DATA LISTING:
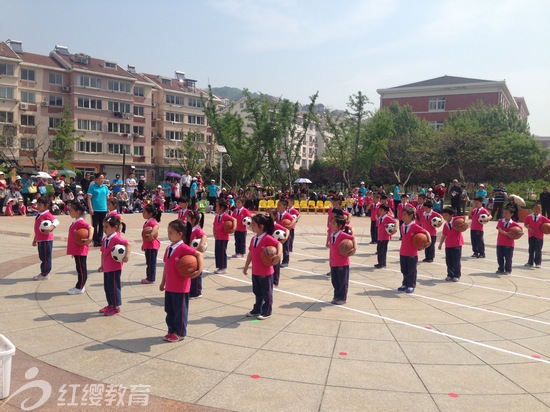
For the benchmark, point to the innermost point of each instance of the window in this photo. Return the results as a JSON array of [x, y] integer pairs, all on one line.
[[26, 143], [118, 128], [88, 103], [87, 81], [174, 117], [56, 78], [195, 102], [172, 99], [139, 91], [90, 147], [90, 125], [56, 101], [6, 117], [6, 69], [195, 119], [115, 148], [171, 135], [27, 74], [27, 120], [117, 86], [437, 104], [54, 122], [28, 97], [173, 153], [6, 92], [119, 107]]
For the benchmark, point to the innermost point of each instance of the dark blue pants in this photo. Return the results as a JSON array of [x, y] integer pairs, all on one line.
[[429, 252], [81, 271], [339, 275], [151, 263], [535, 251], [452, 259], [196, 287], [176, 306], [373, 231], [262, 286], [111, 284], [382, 251], [240, 243], [504, 258], [45, 254], [220, 252], [478, 244], [408, 269]]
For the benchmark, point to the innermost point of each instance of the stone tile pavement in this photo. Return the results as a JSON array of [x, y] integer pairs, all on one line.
[[480, 344]]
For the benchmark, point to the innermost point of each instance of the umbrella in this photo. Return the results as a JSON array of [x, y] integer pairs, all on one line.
[[43, 175], [173, 174], [67, 173]]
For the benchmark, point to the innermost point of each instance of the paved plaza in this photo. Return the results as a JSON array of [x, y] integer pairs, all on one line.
[[482, 344]]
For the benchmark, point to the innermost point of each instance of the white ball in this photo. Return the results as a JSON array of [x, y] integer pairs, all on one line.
[[436, 221], [279, 234], [45, 225], [483, 218], [118, 253]]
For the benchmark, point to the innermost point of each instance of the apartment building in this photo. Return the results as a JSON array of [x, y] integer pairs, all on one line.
[[126, 120]]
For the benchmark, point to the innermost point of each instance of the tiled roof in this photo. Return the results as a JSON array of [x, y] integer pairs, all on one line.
[[444, 81]]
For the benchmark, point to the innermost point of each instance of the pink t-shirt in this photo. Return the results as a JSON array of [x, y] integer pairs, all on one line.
[[474, 218], [109, 264], [503, 240], [174, 282], [73, 248], [239, 215], [453, 237], [258, 267], [336, 259], [407, 246], [155, 243], [426, 221]]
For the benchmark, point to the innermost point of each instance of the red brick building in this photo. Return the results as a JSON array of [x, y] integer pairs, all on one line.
[[434, 99]]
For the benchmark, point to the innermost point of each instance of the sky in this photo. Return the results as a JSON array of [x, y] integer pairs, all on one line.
[[295, 48]]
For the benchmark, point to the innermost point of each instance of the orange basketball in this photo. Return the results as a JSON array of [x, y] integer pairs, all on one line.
[[460, 225], [515, 232], [146, 234], [286, 223], [80, 236], [187, 265], [268, 255], [345, 247], [228, 227], [420, 241]]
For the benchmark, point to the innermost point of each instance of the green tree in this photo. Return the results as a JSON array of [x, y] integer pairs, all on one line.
[[62, 147]]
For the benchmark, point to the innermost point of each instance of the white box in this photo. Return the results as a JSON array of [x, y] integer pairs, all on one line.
[[7, 350]]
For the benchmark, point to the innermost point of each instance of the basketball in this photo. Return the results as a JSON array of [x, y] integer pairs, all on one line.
[[286, 223], [515, 232], [268, 255], [460, 225], [80, 236], [187, 265], [228, 227], [345, 247], [420, 241]]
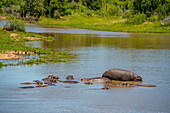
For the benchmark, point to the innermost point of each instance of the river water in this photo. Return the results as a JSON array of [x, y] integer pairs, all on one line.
[[147, 55]]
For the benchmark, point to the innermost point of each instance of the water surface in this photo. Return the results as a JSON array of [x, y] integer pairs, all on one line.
[[147, 55]]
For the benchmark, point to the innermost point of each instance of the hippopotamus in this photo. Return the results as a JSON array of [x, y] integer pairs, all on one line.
[[97, 79], [122, 75]]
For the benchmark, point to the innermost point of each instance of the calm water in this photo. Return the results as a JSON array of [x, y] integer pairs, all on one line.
[[147, 55]]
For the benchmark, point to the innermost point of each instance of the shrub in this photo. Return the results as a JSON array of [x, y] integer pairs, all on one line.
[[136, 19], [15, 24], [1, 64]]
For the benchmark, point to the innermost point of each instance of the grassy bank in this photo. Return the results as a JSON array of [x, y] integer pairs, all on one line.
[[106, 24], [13, 43]]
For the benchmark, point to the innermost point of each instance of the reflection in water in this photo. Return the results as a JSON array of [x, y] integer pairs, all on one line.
[[147, 55]]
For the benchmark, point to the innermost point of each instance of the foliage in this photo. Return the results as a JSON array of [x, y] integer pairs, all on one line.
[[136, 19], [8, 43], [153, 9], [1, 64], [15, 24], [106, 24]]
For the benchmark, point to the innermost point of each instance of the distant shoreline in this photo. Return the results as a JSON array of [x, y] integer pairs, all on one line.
[[106, 24]]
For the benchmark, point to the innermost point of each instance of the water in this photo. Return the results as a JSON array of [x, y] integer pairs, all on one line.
[[147, 55]]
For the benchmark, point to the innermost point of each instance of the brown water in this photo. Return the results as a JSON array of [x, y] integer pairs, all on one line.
[[147, 55]]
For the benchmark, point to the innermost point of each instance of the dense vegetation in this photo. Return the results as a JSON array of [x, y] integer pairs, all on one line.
[[136, 11], [9, 43]]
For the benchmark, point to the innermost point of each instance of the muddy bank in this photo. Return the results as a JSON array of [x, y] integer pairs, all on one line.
[[13, 55], [17, 37]]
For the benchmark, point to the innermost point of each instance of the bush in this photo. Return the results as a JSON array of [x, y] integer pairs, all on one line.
[[1, 64], [15, 24], [136, 19], [152, 18]]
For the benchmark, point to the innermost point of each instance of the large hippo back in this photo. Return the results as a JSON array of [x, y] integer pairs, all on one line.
[[120, 74]]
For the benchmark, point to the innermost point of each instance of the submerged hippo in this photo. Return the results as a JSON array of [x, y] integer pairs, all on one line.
[[97, 79], [122, 75]]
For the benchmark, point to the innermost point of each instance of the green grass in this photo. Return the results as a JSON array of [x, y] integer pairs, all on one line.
[[106, 24], [8, 43]]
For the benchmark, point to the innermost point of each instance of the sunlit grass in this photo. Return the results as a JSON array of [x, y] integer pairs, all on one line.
[[106, 24]]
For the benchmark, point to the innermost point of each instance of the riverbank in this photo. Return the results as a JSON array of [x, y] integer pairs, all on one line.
[[106, 24], [12, 47]]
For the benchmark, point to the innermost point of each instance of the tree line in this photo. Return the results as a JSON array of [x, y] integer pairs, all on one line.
[[150, 9]]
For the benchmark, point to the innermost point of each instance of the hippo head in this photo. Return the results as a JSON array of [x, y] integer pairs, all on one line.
[[138, 78]]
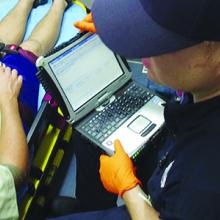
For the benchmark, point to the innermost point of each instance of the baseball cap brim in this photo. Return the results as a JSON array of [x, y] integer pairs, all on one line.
[[126, 28]]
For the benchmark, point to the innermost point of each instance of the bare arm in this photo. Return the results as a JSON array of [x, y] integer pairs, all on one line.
[[13, 145], [138, 208]]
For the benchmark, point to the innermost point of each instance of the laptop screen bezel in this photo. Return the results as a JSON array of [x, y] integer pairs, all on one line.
[[92, 103]]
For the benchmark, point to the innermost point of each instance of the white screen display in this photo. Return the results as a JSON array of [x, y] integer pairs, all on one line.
[[85, 70]]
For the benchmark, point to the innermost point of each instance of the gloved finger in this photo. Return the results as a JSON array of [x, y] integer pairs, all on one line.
[[118, 147], [88, 18], [85, 26], [103, 158]]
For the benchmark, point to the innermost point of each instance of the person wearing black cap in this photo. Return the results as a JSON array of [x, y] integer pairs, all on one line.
[[179, 42]]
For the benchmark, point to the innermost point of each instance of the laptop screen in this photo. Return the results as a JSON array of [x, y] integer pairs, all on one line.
[[85, 70]]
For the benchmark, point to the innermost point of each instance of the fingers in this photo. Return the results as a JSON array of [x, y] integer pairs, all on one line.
[[118, 147], [11, 73], [88, 18], [85, 26]]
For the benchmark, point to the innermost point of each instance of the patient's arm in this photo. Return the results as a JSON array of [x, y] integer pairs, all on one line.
[[13, 145], [139, 208]]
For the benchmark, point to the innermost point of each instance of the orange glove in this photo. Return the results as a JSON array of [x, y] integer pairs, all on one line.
[[117, 172], [86, 24]]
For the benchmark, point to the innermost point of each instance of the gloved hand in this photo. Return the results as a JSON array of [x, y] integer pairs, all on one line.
[[86, 24], [117, 172]]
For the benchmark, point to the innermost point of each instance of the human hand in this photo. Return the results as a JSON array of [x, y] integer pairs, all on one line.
[[10, 85], [117, 172], [86, 24]]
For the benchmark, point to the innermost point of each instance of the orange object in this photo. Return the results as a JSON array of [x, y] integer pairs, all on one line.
[[117, 172], [86, 24]]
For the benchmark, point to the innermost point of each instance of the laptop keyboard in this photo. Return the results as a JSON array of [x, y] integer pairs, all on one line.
[[105, 122]]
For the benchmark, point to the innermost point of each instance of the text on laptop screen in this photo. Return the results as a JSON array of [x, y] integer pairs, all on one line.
[[85, 70]]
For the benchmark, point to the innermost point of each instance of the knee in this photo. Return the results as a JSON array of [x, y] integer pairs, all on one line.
[[33, 46]]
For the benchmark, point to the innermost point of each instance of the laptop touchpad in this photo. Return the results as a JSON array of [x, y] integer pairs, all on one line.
[[139, 124]]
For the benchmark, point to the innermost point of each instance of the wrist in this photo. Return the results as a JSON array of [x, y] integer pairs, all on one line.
[[9, 105], [131, 184]]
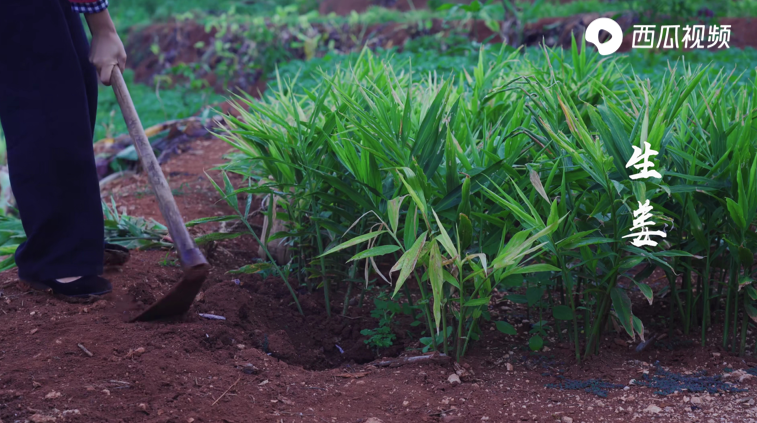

GIVEN INSTRUCTION: Reproduce the records from the line with "of the riverbank" to the line with "[[92, 103]]", both ends included and requests kept. Multiply every x and y coordinate in the answers (not in the requests) by 0.8, round each to a whole number with halves going up, and omit the pictures.

SOLUTION TO THIS PROBLEM:
For the benchmark, point to the innermost point of each instance of the riverbank in this photo. Return the results as a JSON array of [x, y] integer pairs, all on one line.
[[85, 19], [10, 38]]
For the benchmark, point to the innermost point of each instance of the tree line in this photo. Return the results as a JSON array of [x, y] integer pairs, all on one line.
[[120, 7]]
For the benchmark, point to the innermost point of each instance of the hippo head in this photo. Return the results as a JSON array of [x, y] integer pairs, all on one line.
[[110, 62]]
For the benchmark, point to the innermost point of each instance of the baseball cap brim in this photo. Return the results as a JSON array of [x, y] integer pairs, all on one line.
[[101, 22]]
For the benchmark, point to the innermost point of each instance of the bare arm in this photo. Return the results as a JSON array of [x, y] integer pairs, all on one line.
[[10, 116], [110, 166]]
For the benchmark, point to the innermost point of each instance of the laptop screen bezel in this photo. Return the results as a JSON array of [x, y] integer pairs, all on one line.
[[74, 82]]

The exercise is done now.